Note that a generator could now be also used with map, reduce, and filter as functions
as well as sequence sources. E.g., IWT you could write compile as a string filter.

For backwards compatibility. mygen.iter() would have to set a flag or whatever so
that the first g() call would not call mygen and get a generator, but would just
bind the mygen args and "resume" like .next() from the very start instead.

Calls to g.next() could be intermixed and would just bypass the rebinding of the
mygen arg names.

Another possibility you might get from using mygen.iter() rather than a strange (ISTM)
initial function call to create a generator is that you wouldn't be dependent
on yield-detecting lookahead creating a function with builtin weirdness.

I.e., maybe .iter() could be generalized as a factory method of the function class/type,
which might mean that you could set up to capture the frame of an ordinary function
and allow yields from nested calls -- which would open more multitasking possibilities
using generators.

*Data excerpts*.
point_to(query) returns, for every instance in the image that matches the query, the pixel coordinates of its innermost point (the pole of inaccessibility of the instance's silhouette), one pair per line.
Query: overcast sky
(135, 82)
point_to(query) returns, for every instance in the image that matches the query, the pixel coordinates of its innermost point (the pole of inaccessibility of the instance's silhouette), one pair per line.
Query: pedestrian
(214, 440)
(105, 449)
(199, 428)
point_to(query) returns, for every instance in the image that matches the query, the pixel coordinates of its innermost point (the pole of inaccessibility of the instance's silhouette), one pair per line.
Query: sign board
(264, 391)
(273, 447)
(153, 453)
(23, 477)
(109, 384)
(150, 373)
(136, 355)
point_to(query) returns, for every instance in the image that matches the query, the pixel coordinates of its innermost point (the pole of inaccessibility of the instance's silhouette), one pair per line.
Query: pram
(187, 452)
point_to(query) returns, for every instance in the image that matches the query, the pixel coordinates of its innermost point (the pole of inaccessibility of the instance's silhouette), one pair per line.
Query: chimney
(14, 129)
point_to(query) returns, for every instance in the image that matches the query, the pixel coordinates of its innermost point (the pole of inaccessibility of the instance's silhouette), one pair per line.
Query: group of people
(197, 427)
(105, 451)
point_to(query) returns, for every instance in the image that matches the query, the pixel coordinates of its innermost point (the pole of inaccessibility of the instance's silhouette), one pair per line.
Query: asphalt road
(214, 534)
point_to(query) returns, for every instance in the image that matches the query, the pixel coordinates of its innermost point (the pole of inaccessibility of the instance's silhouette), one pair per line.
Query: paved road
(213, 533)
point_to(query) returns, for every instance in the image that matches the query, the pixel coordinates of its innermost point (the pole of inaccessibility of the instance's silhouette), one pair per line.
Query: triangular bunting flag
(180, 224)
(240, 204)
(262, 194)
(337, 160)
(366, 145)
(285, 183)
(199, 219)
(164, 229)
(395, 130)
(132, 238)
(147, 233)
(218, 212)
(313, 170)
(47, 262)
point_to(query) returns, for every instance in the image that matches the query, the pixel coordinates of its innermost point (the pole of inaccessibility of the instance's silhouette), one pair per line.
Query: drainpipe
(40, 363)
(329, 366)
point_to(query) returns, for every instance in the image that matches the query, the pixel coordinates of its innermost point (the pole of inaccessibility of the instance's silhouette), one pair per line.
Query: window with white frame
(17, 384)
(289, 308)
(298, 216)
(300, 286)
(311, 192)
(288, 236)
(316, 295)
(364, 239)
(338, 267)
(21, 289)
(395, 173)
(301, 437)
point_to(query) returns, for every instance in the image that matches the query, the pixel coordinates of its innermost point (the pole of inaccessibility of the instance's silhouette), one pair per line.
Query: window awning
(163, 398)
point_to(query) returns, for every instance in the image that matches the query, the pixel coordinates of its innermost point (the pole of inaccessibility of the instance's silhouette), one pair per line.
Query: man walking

*Problem*. Print the whole note on Python generators and mygen.iter() from above, word for word.

*Exercise output*.
Note that a generator could now be also used with map, reduce, and filter as functions
as well as sequence sources. E.g., IWT you could write compile as a string filter.

For backwards compatibility. mygen.iter() would have to set a flag or whatever so
that the first g() call would not call mygen and get a generator, but would just
bind the mygen args and "resume" like .next() from the very start instead.

Calls to g.next() could be intermixed and would just bypass the rebinding of the
mygen arg names.

Another possibility you might get from using mygen.iter() rather than a strange (ISTM)
initial function call to create a generator is that you wouldn't be dependent
on yield-detecting lookahead creating a function with builtin weirdness.

I.e., maybe .iter() could be generalized as a factory method of the function class/type,
which might mean that you could set up to capture the frame of an ordinary function
and allow yields from nested calls -- which would open more multitasking possibilities
using generators.